**What you should do**
Answer these questions from the passage on auditory scrambling:
1. Scrambling has been used to study the sensitivity of which three brain regions to emotional sounds and human vocalizations?
2. How does the passage define time scrambling?
3. What question does the passage say emerges at its close?

**Passage provided**
════════════════
Analogous to the visual domain, the same potential confounds apply in the context of auditory processing. Thus, the investigation of emotional sounds and affective prosody in speech or nonspeech vocalizations requires methods to create non-emotional references with comparable low-level properties (Jürgens et al., 2018; Lausen & Hammerschmidt, 2020). Scrambled versions of auditory stimuli have been implemented in particular to identify voice-sensitive and voice-selective areas in the human auditory cortex (e.g., Belin et al., 2002). Scrambling has also been used to investigate the sensitivity of the amygdala, insula, and superior temporal sulcus to emotional sounds and human vocalizations (Zhao et al., 2016) and in research on music (Menon & Levitin, 2005). Similar to the visual domain, auditory scrambling involves procedures such as time scrambling, i.e., cutting the signal into time bins and shuffling them (used in, e.g., Angulo-Perkins & Concha, 2019; Jiang et al., 2013; Menon & Levitin, 2005; Wilf et al., 2016), phase scrambling (e.g., Gazzola et al., 2006; Zhang et al., 2021), frequency scrambling (Barbero et al., 2021; e.g., Belin et al., 2002), gammatone filter banks (Minagawa-Kawai et al., 2010; Patterson et al., 1995), or combinations of methods (e.g., Coggan et al., 2016; Dormal et al., 2018), preserving different types of low-level features of the stimulus. The question that emerges, therefore, is which method (including specific parameters) is most appropriate.
════════════════
**Available data**
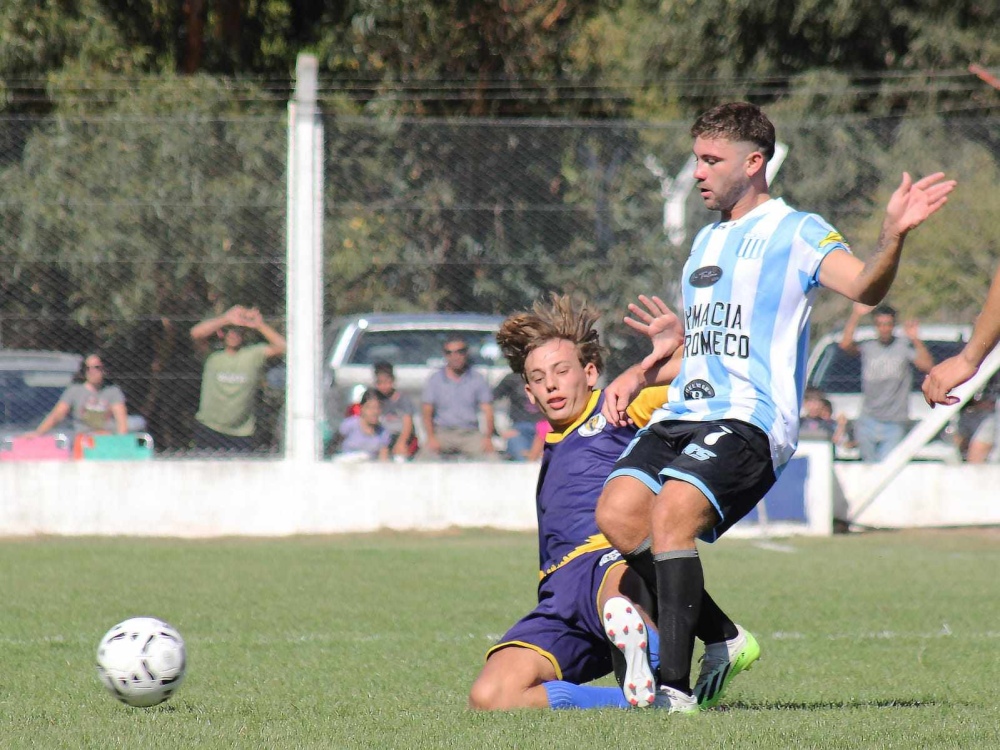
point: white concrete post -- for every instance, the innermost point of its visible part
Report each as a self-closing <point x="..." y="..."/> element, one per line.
<point x="304" y="308"/>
════════════════
**Solved exercise**
1. The amygdala, insula, and superior temporal sulcus.
2. Cutting the signal into time bins and shuffling them.
3. Which method, including specific parameters, is most appropriate.